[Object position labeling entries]
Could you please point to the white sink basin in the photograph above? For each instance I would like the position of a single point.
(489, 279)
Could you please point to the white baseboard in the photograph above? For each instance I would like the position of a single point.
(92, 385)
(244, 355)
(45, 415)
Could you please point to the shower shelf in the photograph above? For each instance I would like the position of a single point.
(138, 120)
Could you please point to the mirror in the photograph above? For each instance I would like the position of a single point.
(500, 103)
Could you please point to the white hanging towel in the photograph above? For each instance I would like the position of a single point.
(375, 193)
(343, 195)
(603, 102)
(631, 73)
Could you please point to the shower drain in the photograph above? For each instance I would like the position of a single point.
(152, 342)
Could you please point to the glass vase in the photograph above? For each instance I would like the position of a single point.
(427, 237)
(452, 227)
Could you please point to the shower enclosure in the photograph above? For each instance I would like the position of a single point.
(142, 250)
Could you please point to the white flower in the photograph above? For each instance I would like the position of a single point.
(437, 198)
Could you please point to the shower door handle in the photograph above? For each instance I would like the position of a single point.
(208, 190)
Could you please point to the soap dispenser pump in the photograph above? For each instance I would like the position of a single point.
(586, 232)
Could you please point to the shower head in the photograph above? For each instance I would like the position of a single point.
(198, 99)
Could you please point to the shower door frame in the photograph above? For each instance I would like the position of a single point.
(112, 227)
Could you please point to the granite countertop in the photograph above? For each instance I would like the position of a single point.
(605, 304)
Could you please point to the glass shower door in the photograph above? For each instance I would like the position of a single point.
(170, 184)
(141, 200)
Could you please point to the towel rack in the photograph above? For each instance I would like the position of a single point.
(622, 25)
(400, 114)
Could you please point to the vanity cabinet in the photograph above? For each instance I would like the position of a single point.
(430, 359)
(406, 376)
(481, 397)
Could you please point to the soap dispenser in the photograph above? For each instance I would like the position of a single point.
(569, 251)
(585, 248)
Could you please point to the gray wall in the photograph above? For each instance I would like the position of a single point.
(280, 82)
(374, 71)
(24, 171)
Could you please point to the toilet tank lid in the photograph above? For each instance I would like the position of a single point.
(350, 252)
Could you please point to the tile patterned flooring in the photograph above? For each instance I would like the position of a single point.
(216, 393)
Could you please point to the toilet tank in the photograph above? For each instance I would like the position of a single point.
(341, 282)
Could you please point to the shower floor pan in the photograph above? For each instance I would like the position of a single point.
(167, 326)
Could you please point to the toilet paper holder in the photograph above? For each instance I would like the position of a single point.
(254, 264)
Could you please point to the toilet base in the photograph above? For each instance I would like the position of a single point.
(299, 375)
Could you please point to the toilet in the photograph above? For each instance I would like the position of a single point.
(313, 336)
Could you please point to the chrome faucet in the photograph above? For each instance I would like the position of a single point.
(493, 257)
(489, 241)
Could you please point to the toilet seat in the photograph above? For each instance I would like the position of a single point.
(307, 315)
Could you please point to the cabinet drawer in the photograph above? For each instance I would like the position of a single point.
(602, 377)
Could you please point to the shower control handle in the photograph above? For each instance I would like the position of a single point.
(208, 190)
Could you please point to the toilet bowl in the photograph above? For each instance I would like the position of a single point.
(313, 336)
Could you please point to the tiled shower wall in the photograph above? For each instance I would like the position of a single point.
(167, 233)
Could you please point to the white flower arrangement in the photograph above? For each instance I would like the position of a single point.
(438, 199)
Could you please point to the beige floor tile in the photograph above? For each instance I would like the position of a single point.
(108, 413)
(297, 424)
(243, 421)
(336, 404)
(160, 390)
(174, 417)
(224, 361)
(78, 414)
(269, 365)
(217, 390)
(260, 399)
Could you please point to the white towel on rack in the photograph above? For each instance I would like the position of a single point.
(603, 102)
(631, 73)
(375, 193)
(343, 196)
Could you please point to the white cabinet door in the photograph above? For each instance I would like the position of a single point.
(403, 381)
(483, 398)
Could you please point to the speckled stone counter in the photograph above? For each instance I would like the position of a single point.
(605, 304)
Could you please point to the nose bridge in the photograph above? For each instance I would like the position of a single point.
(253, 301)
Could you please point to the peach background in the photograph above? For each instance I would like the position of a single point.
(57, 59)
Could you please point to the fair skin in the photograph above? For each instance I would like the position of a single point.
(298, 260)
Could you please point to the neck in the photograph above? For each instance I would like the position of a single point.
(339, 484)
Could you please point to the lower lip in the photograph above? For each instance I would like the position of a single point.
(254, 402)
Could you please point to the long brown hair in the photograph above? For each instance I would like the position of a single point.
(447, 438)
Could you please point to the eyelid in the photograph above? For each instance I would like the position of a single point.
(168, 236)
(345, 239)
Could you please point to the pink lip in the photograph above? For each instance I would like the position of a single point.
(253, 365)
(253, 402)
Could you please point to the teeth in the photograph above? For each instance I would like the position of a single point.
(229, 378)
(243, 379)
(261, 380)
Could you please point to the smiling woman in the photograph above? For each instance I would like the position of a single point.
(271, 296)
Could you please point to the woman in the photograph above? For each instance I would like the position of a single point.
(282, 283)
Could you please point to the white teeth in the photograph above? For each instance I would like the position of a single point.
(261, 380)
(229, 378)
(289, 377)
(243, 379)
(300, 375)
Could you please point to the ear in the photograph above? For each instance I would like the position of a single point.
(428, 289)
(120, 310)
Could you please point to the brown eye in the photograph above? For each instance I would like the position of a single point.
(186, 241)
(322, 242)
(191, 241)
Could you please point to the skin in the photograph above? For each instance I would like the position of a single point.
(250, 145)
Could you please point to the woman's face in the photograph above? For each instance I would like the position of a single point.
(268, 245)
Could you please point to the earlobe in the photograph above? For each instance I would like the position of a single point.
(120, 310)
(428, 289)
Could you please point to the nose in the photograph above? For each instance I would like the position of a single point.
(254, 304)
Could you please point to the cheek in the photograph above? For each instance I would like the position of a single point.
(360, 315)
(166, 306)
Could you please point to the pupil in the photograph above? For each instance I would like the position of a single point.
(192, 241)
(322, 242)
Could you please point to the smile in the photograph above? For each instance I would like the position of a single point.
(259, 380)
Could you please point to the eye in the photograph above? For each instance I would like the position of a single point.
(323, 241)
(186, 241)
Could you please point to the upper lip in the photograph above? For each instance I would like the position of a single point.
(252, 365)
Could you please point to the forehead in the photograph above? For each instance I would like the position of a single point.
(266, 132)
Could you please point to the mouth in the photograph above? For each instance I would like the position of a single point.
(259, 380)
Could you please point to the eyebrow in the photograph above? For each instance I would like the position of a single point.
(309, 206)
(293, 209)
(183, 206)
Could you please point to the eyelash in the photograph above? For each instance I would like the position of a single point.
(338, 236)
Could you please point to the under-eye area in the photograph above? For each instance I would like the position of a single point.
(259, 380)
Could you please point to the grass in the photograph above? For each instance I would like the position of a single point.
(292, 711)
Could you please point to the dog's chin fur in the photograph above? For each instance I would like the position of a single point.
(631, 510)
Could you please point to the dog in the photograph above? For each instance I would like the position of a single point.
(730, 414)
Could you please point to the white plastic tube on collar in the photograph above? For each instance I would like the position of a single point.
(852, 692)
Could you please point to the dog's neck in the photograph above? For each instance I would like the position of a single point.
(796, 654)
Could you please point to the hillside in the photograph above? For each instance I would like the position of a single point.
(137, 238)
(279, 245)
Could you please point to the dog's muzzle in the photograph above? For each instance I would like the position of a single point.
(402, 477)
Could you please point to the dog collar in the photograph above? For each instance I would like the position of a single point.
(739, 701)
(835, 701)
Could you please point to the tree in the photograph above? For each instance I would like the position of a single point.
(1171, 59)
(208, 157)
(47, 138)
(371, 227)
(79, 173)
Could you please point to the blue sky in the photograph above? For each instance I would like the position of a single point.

> [Exercise prompt]
Print out every entry, keeping each one exact.

> [Correct output]
Could you please point to the white sink basin in the photograph above? For each instance I would like the position of a single point.
(489, 279)
Could you please point to the white baseboard in the photograph above? For each instance I would like the position of a single point.
(92, 385)
(244, 355)
(45, 415)
Could you please point to the shower shelf in the photograph above? For each instance I would like the position of a single point.
(138, 120)
Could you please point to the mirror in the photograph above? For each instance I would like the position of a single point.
(500, 103)
Could you please point to the white hanging towel in the photograph above? For each instance I would like the position of a single point.
(375, 193)
(343, 195)
(603, 102)
(631, 73)
Could you please point to the shower drain in the photograph above? For each instance I would like the position of a single point.
(152, 342)
Could you please point to the glass vase in the photograph above? For each instance I would like the position of a single point.
(427, 237)
(452, 227)
Could you please point to the shower enclosure in the photograph above? For each instance I would like the position of a single point.
(142, 250)
Could you please point to the white flower in the photograph above? For each instance I would like the position of a single point.
(437, 198)
Could you please point to the shower door handle in the photograph above? For each instance I would like the position of a single point.
(208, 190)
Could you please point to the soap dispenser pump in the photograph above? For each instance I would like the position of a single point.
(586, 232)
Could you please point to the shower head in the photograph above? For each instance I would like the position of a single point.
(198, 99)
Could you please point to the shower door frame in the photograph above? For each instance I would like the position of a single point.
(112, 227)
Could you please point to the granite countertop in the photograph above? For each instance I would like the position of a single point.
(605, 304)
Could you please point to the glass shower door in the photograph above? For each instance I would like the position of a single point.
(170, 184)
(141, 200)
Could you please point to the towel rack in the photograph above? For each instance I would like the position of a single point.
(622, 25)
(400, 114)
Could you please point to the vanity cabinet in the photograph above? For each instance I would like the position of a single point.
(430, 359)
(406, 376)
(481, 397)
Could you please point to the soap dispenser in the photograph above? For each instance I would like the position of a single point.
(569, 251)
(585, 248)
Could you please point to the gray wall in the photograph above? For each instance I would like the position of a single point.
(280, 82)
(374, 71)
(24, 171)
Could you please point to the toilet tank lid in the photograph above? For each instance I would like the position of a single point.
(350, 252)
Could you please point to the tile patterned flooring in the photograph above? For each instance I would like the position of a single point.
(216, 393)
Could you please point to the toilet tank in the photograph above? For each instance I would like the position of a single point.
(341, 282)
Could you please point to the shower floor pan in the photograph above? For each instance I would like the position of a single point.
(167, 326)
Could you please point to the toilet paper holder in the photograph above? For each instance I would like the position of a single point.
(254, 264)
Could you please point to the toilet base in the photograph above? For each instance I would like the position of a single point.
(299, 375)
Could you please point to the toilet in the photograph above? For each instance I would like the position of a single point.
(313, 336)
Could you please point to the chrome faucet in the photograph above? For each instance I would like the position of a single point.
(493, 257)
(489, 241)
Could you please point to the toilet seat in the photograph above? For each instance I would like the position of a single point.
(307, 315)
Could you please point to the cabinet drawer in the photograph above? For each instance I would like the position of a single point.
(602, 377)
Could you please point to the shower control handle in the photograph above? For each instance I would like the position of a single point.
(208, 190)
Could you please point to the toilet bowl in the photograph above? For each instance I would like the position of a single point.
(313, 336)
Could you please point to the tiled shower wall in the photograph above? For each instance I would like the position of a single point.
(167, 233)
Could you please point to the white flower arrangement in the photograph above? For each instance I would like the position of a single point.
(438, 199)
Could you please point to the beige floor tile in the photograph above? For each instance I would like the position of a single point.
(108, 413)
(297, 424)
(243, 421)
(336, 404)
(160, 390)
(174, 417)
(224, 361)
(78, 414)
(269, 365)
(217, 390)
(260, 399)
Could you please point to the white towel on rack in the photograph above? For each instance I would like the position of a single point.
(603, 102)
(631, 73)
(375, 193)
(343, 196)
Could you please point to the white cabinet door in the photograph above? For each instance I would like the position of a single point.
(403, 381)
(483, 398)
Could you please point to the speckled stone counter in the photograph above? For each instance I would like the position of a single point.
(605, 304)
Could you please point to the nose bridge in the photograph above? For each instance I would like the position of a single point.
(253, 301)
Could you please point to the peach background in the photograph above? For each instance I would like the position of a single point.
(57, 59)
Could you please point to the fair skin in the photograph above? For each instance I would like the position of a single point.
(298, 260)
Could you please point to the neck in the photograph above? For each instance I would like the position of a single point.
(339, 484)
Could you please point to the lower lip in the photograph above? For each instance I would like the position of a single point.
(254, 402)
Could you please point to the long brown hair in the photograph above? For each instance I would like the position of a single point.
(447, 438)
Could you please point to the eyelid in the photograph above? For each instance I would like the position of a single point.
(168, 236)
(345, 239)
Could you please point to the pink lip in the photograph above? For each instance I would like the position of a single point.
(253, 365)
(253, 402)
Could you please point to the teeth in the photograph above? For each instance I would like the position of a single point.
(229, 378)
(243, 379)
(261, 380)
Could you please point to the smiling woman in the photograph above? For each instance I would like the position of a single point.
(271, 296)
Could you please point to the woman in the photograph above? For each instance I would like the position of a single point.
(282, 283)
Could you please point to the white teeth in the photograph above? For each instance I would like the position of a single point.
(261, 380)
(229, 378)
(289, 377)
(243, 379)
(300, 375)
Could you please point to the ear in the photograph above? For each instance I would like the position of a single point.
(428, 289)
(120, 310)
Could you please point to the brown eye in the photograph above? For each instance I would like the position of a single point.
(186, 241)
(322, 242)
(191, 241)
Could you please point to the skin in the photograph above? For each instance I would like the position of a single point.
(250, 145)
Could you please point to the woman's face in the photograph above? For each instance I would like the position of a single point.
(268, 245)
Could you please point to the earlobe in the photograph above? For each instance I would like the position of a single point.
(120, 310)
(428, 289)
Could you please point to the nose in the photograph above? For each instance I would like the position of a single point.
(254, 304)
Could you please point to the cheek in the photograph above? For each instance I would like the position of a single point.
(360, 315)
(166, 306)
Could you please point to the pupil in the photograph above? For each instance I would like the position of a single point.
(192, 241)
(322, 242)
Could you please point to the smile in the photograph above? For each instance I would like the position of a single point.
(259, 380)
Could you please point to the eye in the photograph above? For each instance I would like the position of a single point.
(323, 241)
(186, 241)
Could you please point to the upper lip in the photograph above? For each instance I would like the position of a single point.
(252, 365)
Could you please point to the forehead in the photograph above? For each instance I would like the position of a single point.
(266, 132)
Could you please point to the mouth in the photograph above? For each instance I would like the position of a single point.
(259, 380)
Could you please point to the eyebrow in the photograph above? For each instance I would like the position of a single point.
(309, 206)
(293, 209)
(183, 206)
Could you please point to the eyelash in the photograph above? For each instance I would like the position of a single point.
(338, 236)
Could you please point to the under-eye area in the photograph above? For each instance I would like the position of a single point.
(259, 380)
Could you please point to the grass in the photograph above? For each instance I would like the position of a single point.
(292, 711)
Could you please point to the dog's chin fur in the photograph above? For each instance I would like the position of a single point.
(631, 510)
Could you please point to the dog in the photograph above? For each instance I would like the position of a single point.
(730, 414)
Could you please point to the white plastic tube on collar in the photograph above? For each instance I would like the position of a single point.
(852, 692)
Could you please point to the dog's neck in the photograph above? For each instance I would like the position of a single point.
(796, 654)
Could you please point to the hillside in the photograph above? For each instance I would like the position of a single point.
(137, 238)
(279, 245)
Could you please point to the dog's muzzle in the photograph above? For each instance I would like the position of a single point.
(402, 477)
Could you please point to the dog collar in the photograph above? For each instance I would like the position of a single point.
(739, 701)
(835, 701)
Could you please point to the tree in the photograph above? For each instance I would like the position of a single point.
(1171, 59)
(208, 157)
(47, 138)
(371, 227)
(79, 173)
Could you please point to the blue sky in the photograph above? For each instance I would like the position of a single point.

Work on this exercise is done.